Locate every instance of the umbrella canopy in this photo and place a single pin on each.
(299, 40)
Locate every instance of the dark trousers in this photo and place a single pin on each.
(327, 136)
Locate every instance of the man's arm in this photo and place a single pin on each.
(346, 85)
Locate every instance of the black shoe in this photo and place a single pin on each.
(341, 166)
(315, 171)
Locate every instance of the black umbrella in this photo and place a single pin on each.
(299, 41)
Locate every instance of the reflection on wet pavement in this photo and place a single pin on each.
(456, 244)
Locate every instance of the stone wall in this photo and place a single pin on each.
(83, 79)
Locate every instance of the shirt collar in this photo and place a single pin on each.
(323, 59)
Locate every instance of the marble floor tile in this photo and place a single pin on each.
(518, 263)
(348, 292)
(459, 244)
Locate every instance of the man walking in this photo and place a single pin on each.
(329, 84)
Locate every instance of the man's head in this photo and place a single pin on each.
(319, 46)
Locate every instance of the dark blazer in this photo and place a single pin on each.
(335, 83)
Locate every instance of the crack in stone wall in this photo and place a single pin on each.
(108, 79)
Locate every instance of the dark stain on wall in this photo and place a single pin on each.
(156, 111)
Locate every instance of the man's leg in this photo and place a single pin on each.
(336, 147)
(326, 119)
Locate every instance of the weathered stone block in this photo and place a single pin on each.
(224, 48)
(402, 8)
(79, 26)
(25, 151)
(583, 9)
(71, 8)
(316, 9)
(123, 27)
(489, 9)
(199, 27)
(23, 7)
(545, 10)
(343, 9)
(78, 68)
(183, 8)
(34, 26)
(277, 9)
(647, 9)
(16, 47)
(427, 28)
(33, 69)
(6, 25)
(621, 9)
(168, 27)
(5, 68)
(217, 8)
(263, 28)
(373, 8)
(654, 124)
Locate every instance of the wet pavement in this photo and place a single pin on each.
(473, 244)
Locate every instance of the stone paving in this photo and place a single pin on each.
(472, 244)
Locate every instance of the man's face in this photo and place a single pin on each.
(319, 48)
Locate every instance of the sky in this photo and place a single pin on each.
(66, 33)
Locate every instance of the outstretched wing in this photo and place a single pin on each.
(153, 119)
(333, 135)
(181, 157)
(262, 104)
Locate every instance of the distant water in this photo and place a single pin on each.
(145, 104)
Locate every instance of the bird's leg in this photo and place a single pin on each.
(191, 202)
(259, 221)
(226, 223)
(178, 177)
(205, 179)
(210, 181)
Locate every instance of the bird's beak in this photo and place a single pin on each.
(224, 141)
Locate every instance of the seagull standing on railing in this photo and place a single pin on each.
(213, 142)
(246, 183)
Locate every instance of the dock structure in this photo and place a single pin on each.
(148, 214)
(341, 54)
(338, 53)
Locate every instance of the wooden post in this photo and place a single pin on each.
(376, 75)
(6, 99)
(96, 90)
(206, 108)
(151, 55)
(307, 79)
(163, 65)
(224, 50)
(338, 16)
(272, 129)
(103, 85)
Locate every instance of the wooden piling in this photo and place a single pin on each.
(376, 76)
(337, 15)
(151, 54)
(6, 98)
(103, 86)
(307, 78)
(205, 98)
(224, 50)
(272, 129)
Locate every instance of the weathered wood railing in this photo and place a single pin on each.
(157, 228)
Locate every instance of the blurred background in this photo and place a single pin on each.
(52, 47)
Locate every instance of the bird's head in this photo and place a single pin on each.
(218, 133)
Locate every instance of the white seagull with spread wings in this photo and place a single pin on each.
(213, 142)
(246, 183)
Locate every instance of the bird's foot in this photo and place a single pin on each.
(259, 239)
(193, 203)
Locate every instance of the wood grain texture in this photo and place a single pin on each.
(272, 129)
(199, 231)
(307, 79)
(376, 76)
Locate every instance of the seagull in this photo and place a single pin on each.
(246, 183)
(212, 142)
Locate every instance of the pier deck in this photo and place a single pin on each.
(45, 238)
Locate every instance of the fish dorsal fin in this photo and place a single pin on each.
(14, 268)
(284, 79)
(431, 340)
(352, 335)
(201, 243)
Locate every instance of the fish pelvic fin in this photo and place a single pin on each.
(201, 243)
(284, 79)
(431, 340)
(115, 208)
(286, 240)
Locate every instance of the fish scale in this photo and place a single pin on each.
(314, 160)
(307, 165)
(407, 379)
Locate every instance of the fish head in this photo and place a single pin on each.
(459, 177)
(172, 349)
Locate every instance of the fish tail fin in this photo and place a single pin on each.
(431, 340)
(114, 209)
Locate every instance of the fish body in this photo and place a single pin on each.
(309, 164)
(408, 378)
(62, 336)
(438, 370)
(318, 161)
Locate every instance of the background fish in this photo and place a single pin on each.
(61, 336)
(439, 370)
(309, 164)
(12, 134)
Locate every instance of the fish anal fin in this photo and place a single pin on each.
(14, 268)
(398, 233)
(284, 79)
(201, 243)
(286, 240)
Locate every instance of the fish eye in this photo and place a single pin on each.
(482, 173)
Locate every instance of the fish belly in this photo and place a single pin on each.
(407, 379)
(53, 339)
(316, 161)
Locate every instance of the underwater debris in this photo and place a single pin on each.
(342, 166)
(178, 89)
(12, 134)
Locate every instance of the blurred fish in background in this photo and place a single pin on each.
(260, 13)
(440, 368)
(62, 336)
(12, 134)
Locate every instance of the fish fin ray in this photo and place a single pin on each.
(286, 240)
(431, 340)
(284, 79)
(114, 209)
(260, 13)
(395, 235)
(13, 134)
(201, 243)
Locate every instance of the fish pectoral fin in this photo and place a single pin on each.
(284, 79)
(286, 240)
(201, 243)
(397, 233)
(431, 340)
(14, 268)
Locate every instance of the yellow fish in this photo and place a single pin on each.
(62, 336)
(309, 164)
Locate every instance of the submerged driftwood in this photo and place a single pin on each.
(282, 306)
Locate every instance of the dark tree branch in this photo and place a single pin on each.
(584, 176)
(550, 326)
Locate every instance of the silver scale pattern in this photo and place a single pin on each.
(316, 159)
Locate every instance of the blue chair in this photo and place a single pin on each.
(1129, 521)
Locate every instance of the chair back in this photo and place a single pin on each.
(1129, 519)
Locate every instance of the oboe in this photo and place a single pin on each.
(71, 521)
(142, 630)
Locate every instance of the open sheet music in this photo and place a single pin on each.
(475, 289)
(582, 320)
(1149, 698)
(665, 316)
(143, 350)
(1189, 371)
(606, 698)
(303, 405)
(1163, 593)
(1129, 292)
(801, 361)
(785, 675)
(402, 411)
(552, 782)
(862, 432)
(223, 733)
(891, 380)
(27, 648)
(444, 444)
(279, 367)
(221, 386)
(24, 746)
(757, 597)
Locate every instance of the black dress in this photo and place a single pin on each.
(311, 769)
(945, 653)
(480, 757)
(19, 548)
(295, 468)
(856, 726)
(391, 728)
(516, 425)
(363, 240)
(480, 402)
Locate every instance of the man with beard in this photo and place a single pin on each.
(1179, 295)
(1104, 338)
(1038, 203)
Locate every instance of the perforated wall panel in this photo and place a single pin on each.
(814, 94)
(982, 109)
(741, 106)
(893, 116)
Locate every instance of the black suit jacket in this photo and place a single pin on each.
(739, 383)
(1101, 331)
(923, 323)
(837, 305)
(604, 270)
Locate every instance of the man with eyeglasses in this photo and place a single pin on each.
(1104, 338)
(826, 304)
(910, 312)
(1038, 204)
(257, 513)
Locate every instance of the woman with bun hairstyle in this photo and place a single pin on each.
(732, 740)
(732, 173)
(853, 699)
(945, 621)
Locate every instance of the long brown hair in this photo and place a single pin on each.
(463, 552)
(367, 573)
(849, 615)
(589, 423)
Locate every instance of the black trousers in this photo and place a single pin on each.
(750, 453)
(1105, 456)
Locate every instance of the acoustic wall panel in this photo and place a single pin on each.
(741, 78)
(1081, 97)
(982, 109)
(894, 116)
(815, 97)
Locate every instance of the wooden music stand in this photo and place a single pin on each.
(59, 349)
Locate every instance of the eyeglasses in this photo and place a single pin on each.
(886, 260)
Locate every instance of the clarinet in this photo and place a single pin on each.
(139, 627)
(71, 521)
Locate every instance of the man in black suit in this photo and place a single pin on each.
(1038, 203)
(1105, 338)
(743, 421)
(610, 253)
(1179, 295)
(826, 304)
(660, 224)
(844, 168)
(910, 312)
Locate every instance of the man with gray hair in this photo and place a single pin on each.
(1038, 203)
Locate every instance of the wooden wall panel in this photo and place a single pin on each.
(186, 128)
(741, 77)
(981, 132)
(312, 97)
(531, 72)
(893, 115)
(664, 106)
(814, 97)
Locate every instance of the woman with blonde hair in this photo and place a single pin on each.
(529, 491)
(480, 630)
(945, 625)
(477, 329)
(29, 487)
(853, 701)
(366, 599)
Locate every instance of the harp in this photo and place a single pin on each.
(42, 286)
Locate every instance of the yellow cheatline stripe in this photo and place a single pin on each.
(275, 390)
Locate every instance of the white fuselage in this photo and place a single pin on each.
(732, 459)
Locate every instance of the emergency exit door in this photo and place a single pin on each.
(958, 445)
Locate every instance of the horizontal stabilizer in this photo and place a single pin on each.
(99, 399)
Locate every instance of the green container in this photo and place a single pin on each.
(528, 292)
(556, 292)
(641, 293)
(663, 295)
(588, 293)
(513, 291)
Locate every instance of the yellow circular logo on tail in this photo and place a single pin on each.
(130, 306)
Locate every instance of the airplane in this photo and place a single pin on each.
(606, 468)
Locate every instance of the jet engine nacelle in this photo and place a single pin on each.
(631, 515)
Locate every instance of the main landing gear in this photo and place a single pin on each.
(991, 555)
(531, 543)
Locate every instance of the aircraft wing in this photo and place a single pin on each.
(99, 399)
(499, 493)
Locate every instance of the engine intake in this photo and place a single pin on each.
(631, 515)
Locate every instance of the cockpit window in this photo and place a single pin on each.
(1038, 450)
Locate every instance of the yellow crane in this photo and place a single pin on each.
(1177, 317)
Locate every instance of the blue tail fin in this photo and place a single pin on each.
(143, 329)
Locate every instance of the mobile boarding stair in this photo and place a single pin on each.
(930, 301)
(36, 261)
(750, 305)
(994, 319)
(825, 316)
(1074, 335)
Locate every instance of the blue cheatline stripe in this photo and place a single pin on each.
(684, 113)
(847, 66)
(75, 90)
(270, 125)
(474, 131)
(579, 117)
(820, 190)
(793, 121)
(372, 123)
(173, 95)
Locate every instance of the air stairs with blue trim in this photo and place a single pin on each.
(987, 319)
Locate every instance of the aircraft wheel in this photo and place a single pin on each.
*****
EXERCISE DETAILS: Scale the records from the line with "Locate every instance of the perforated" to the line with "(1105, 456)", both ends included. Write all those lines out again, requests included, multiplying each point coordinate by 1.95 and rounding to a whole number, with halves rounded up.

COMPLETE ANSWER:
Locate every instance of the perforated wall panel in this photo and place a single pin on each.
(1587, 183)
(1915, 213)
(1445, 207)
(1741, 226)
Locate every instance of the black suit jacket in this photo and place a single pin on each.
(1441, 747)
(2147, 645)
(1800, 630)
(1632, 595)
(1178, 527)
Locate every instance of the man with eyeglasses in this photo and place a single pin on each.
(2153, 659)
(1611, 593)
(1775, 608)
(2024, 398)
(501, 1000)
Locate every instance of the woman with bun hairstyle in this photo and place a single pin on each.
(1427, 1443)
(1427, 337)
(1663, 1363)
(1843, 1211)
Locate every instance of the long brown hair in this photo and place a single pin on each.
(903, 1076)
(716, 1117)
(1656, 1199)
(1149, 825)
Locate every instance of the black trousers in this photo and place a single pin on each.
(1463, 883)
(2155, 889)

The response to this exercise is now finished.